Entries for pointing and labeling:
——————
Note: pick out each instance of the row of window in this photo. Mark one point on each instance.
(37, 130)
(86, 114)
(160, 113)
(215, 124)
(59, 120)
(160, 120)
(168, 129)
——————
Rewrite every line above, including the request, but scale each coordinate in the answers by 1.5 and round to the nearest whole number, with halves rounded up.

Note: pick out each instance of the row of window in this photo. Mark one point on each instance.
(56, 195)
(129, 171)
(240, 170)
(323, 186)
(89, 180)
(240, 180)
(252, 194)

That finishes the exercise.